+++ Extracted material

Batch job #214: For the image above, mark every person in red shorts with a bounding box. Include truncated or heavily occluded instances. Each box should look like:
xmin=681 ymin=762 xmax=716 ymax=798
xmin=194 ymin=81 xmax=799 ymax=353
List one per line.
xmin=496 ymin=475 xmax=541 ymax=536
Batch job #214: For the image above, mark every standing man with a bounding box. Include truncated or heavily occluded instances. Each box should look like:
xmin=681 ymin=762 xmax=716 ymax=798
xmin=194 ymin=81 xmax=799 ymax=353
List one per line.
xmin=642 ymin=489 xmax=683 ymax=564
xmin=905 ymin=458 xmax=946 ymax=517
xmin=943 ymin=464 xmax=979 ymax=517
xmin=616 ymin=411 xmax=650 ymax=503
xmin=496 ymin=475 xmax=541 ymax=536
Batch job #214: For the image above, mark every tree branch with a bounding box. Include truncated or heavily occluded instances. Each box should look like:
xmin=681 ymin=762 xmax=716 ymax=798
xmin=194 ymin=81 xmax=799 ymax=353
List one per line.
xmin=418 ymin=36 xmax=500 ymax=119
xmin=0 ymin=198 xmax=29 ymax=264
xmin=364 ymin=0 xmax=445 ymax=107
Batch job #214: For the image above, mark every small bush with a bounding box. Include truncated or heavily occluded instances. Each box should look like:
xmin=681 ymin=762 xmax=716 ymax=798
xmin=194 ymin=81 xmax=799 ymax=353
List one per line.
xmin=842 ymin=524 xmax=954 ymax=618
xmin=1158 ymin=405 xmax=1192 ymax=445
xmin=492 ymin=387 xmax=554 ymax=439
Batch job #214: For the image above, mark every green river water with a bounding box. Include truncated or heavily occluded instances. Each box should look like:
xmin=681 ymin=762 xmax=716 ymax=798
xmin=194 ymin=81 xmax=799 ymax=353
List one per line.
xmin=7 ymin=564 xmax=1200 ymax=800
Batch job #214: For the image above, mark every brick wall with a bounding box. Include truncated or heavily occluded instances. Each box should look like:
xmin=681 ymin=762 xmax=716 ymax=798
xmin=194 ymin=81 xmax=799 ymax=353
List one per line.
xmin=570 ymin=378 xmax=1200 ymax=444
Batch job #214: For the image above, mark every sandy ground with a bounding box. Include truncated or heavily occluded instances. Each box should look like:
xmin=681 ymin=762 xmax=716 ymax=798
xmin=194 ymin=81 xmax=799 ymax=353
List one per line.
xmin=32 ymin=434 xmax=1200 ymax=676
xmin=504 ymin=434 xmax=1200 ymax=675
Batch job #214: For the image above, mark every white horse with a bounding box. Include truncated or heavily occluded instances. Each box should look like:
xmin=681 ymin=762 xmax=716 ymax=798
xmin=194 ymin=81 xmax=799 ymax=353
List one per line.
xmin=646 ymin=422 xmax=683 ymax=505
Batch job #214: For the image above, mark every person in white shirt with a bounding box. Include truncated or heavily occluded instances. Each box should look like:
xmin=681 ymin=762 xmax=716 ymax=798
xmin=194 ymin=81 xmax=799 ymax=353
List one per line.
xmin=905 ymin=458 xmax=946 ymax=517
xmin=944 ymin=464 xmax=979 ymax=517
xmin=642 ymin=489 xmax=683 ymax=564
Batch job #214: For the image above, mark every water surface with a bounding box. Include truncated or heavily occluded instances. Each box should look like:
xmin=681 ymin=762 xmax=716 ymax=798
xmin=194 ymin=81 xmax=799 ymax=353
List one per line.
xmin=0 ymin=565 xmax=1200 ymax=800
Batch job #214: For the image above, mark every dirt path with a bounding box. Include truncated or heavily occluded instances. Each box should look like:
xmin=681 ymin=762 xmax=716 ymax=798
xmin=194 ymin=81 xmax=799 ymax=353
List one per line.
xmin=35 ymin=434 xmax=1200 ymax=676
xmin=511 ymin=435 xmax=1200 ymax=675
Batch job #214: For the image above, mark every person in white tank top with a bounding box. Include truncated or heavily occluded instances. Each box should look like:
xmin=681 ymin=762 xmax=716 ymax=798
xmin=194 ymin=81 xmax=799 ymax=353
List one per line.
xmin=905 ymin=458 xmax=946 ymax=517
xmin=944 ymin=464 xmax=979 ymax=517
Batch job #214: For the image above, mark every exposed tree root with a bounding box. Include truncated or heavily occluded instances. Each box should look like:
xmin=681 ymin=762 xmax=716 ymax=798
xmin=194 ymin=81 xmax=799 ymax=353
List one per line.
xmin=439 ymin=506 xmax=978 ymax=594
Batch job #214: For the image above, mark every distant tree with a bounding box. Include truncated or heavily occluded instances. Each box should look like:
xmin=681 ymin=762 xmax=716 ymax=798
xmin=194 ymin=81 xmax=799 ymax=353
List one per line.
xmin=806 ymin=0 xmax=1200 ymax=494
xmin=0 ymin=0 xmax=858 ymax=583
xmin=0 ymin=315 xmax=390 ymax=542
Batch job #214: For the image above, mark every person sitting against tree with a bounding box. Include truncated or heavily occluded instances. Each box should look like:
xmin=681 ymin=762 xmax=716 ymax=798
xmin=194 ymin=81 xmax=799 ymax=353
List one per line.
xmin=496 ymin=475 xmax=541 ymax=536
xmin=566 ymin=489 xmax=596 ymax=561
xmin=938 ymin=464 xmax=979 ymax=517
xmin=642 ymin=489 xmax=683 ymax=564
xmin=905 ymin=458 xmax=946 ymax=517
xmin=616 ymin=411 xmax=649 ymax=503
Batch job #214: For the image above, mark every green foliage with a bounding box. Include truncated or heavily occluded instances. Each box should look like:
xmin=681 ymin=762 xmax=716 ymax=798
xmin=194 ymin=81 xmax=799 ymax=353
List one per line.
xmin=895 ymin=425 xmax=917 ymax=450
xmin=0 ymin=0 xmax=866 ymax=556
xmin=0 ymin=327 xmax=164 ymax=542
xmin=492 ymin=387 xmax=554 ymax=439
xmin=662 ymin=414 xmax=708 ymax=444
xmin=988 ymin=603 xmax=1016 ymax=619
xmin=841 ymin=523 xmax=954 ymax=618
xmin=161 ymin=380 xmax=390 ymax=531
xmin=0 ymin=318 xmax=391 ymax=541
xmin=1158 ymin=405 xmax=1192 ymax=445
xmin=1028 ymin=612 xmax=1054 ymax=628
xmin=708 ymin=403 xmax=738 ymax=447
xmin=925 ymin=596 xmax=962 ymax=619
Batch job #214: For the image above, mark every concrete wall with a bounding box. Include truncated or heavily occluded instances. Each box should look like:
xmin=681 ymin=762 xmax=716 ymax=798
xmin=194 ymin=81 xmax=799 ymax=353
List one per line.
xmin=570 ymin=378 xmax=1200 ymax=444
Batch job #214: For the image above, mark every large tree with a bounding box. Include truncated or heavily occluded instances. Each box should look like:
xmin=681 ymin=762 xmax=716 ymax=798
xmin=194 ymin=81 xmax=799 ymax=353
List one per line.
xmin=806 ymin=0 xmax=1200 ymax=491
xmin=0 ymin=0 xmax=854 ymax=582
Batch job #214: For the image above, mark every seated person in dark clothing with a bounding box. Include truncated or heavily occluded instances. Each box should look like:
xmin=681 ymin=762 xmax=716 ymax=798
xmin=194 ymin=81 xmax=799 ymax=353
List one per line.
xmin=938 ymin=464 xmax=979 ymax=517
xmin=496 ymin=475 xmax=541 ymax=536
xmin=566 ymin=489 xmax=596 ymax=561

++++++

*Required work*
Arrange all of the data above as a numbered list, one line per number, with blank lines left out.

*Answer to this task*
1. Batch job #214: For the image above, mark every person in red shorts with a bounding box. Include truncated or heavily occluded instances. Each box should look like:
2. xmin=681 ymin=762 xmax=716 ymax=798
3. xmin=194 ymin=81 xmax=799 ymax=353
4. List one per line.
5. xmin=496 ymin=475 xmax=541 ymax=536
6. Batch job #214: For the image above, mark every standing man with a bounding box. Include truncated or heavily occluded instances. Each box should look like:
7. xmin=681 ymin=762 xmax=716 ymax=798
8. xmin=194 ymin=81 xmax=799 ymax=353
9. List one per line.
10. xmin=642 ymin=489 xmax=683 ymax=564
11. xmin=905 ymin=458 xmax=946 ymax=517
12. xmin=943 ymin=464 xmax=979 ymax=517
13. xmin=616 ymin=411 xmax=650 ymax=503
14. xmin=496 ymin=475 xmax=541 ymax=536
15. Batch job #214: For the image above, mark every tree branch with a bounding box. Include truncated or heavily occluded instances. Each box should look like:
16. xmin=681 ymin=762 xmax=716 ymax=798
17. xmin=194 ymin=81 xmax=799 ymax=353
18. List one per line.
19. xmin=418 ymin=36 xmax=500 ymax=119
20. xmin=0 ymin=198 xmax=29 ymax=264
21. xmin=364 ymin=0 xmax=445 ymax=107
22. Batch job #214: For the image above, mark every small bush with a bounding box. Include truncated or heavily occluded instances. Each box should look like:
23. xmin=681 ymin=762 xmax=716 ymax=798
24. xmin=194 ymin=81 xmax=799 ymax=353
25. List one per line.
26. xmin=842 ymin=524 xmax=954 ymax=618
27. xmin=1158 ymin=405 xmax=1192 ymax=445
28. xmin=492 ymin=387 xmax=554 ymax=439
29. Batch job #214: For the image above, mark every green river water with a bounding box. Include truncated or heavily occluded instances. Each box should look like:
30. xmin=681 ymin=762 xmax=716 ymax=798
31. xmin=194 ymin=81 xmax=799 ymax=353
32. List one per line.
33. xmin=7 ymin=564 xmax=1200 ymax=800
34. Batch job #214: For the image above, mark every brick wall with a bounding box. Include truncated or heavily occluded instances. Each box should look like:
35. xmin=681 ymin=762 xmax=716 ymax=798
36. xmin=194 ymin=81 xmax=799 ymax=353
37. List one per line.
38. xmin=570 ymin=378 xmax=1200 ymax=444
39. Batch job #214: For the image above, mark every sandy ground with a bounding box. Include truncated or heavily occluded instances. Each box should look like:
40. xmin=681 ymin=762 xmax=716 ymax=798
41. xmin=194 ymin=81 xmax=799 ymax=353
42. List one per line.
43. xmin=32 ymin=434 xmax=1200 ymax=676
44. xmin=504 ymin=434 xmax=1200 ymax=675
45. Batch job #214: For the image above, mark every white horse with a bounding box. Include truncated or heavily occluded instances. Each box should look like:
46. xmin=681 ymin=762 xmax=716 ymax=798
47. xmin=194 ymin=81 xmax=799 ymax=353
48. List one per line.
49. xmin=646 ymin=422 xmax=683 ymax=505
50. Batch job #214: For the image above, mark every person in white shirt with a bounding box. Include truncated or heavily occluded instances. Each box should look like:
51. xmin=681 ymin=762 xmax=716 ymax=798
52. xmin=194 ymin=81 xmax=799 ymax=353
53. List one per line.
54. xmin=905 ymin=458 xmax=946 ymax=517
55. xmin=944 ymin=464 xmax=979 ymax=517
56. xmin=642 ymin=489 xmax=683 ymax=564
57. Batch job #214: For the image above, mark every water surface with a bounding box. Include truncated or heavily occluded instances. Each box should look like:
58. xmin=681 ymin=762 xmax=716 ymax=798
59. xmin=194 ymin=81 xmax=799 ymax=353
60. List one per line.
61. xmin=0 ymin=565 xmax=1200 ymax=800
62. Batch job #214: For the image above, mark every dirt path with a bounding box. Include truncated or heavily occluded instances. Each box should look like:
63. xmin=681 ymin=762 xmax=716 ymax=798
64. xmin=194 ymin=81 xmax=799 ymax=353
65. List one per line.
66. xmin=35 ymin=434 xmax=1200 ymax=676
67. xmin=511 ymin=435 xmax=1200 ymax=675
68. Batch job #214: For the image above, mark every person in white tank top with a bounding box. Include truncated or heavily occluded instances. Each box should look like:
69. xmin=681 ymin=762 xmax=716 ymax=798
70. xmin=194 ymin=81 xmax=799 ymax=353
71. List one per line.
72. xmin=905 ymin=458 xmax=946 ymax=517
73. xmin=944 ymin=464 xmax=979 ymax=517
74. Batch job #214: For the image above, mark every exposed tree root with a bounding box. Include truncated or heavily occluded instances. Each box should look like:
75. xmin=681 ymin=762 xmax=716 ymax=798
76. xmin=194 ymin=81 xmax=799 ymax=353
77. List one per line.
78. xmin=439 ymin=506 xmax=978 ymax=594
79. Batch job #214: For the image above, mark every distant tree with a bounding box. Include truncated or heavily occluded instances. Each box should look like:
80. xmin=681 ymin=762 xmax=716 ymax=798
81. xmin=194 ymin=81 xmax=799 ymax=353
82. List one per line.
83. xmin=806 ymin=0 xmax=1200 ymax=494
84. xmin=0 ymin=0 xmax=858 ymax=583
85. xmin=0 ymin=315 xmax=390 ymax=542
86. Batch job #214: For the image above, mark every person sitting against tree with a bounding box. Include truncated or heavily occluded instances. Each box should look like:
87. xmin=681 ymin=762 xmax=716 ymax=798
88. xmin=194 ymin=81 xmax=799 ymax=353
89. List one per line.
90. xmin=496 ymin=475 xmax=541 ymax=536
91. xmin=566 ymin=489 xmax=596 ymax=561
92. xmin=938 ymin=464 xmax=979 ymax=517
93. xmin=642 ymin=489 xmax=683 ymax=564
94. xmin=905 ymin=458 xmax=946 ymax=517
95. xmin=616 ymin=411 xmax=649 ymax=503
96. Batch job #214: For the image above, mark every green foliage with a bounding box. Include truncated or heavily occluded instances. Each box should look like:
97. xmin=681 ymin=762 xmax=716 ymax=798
98. xmin=194 ymin=81 xmax=799 ymax=353
99. List one per line.
100. xmin=895 ymin=425 xmax=917 ymax=450
101. xmin=0 ymin=0 xmax=866 ymax=556
102. xmin=0 ymin=327 xmax=164 ymax=542
103. xmin=492 ymin=387 xmax=554 ymax=439
104. xmin=662 ymin=414 xmax=708 ymax=444
105. xmin=988 ymin=603 xmax=1016 ymax=619
106. xmin=841 ymin=523 xmax=954 ymax=618
107. xmin=161 ymin=380 xmax=390 ymax=531
108. xmin=0 ymin=318 xmax=391 ymax=541
109. xmin=1158 ymin=405 xmax=1192 ymax=445
110. xmin=1028 ymin=612 xmax=1054 ymax=628
111. xmin=708 ymin=403 xmax=738 ymax=447
112. xmin=925 ymin=596 xmax=962 ymax=619
113. Batch job #214: For the image above, mark every concrete wall with a bounding box. Include truncated or heavily occluded instances. Each box should look like:
114. xmin=681 ymin=762 xmax=716 ymax=798
115. xmin=194 ymin=81 xmax=799 ymax=353
116. List one per line.
117. xmin=570 ymin=378 xmax=1200 ymax=444
118. Batch job #214: For the image above, mark every large tree with a bounding box. Include truncated or heavily occluded instances. Each box should look like:
119. xmin=681 ymin=762 xmax=716 ymax=798
120. xmin=194 ymin=81 xmax=799 ymax=353
121. List one per line.
122. xmin=806 ymin=0 xmax=1200 ymax=491
123. xmin=0 ymin=0 xmax=854 ymax=582
124. Batch job #214: For the image above, mark every seated person in dark clothing with a bounding box. Include truncated or heavily occluded instances. Each box should look like:
125. xmin=681 ymin=762 xmax=716 ymax=798
126. xmin=194 ymin=81 xmax=799 ymax=353
127. List one per line.
128. xmin=938 ymin=464 xmax=979 ymax=517
129. xmin=496 ymin=475 xmax=541 ymax=536
130. xmin=566 ymin=489 xmax=596 ymax=561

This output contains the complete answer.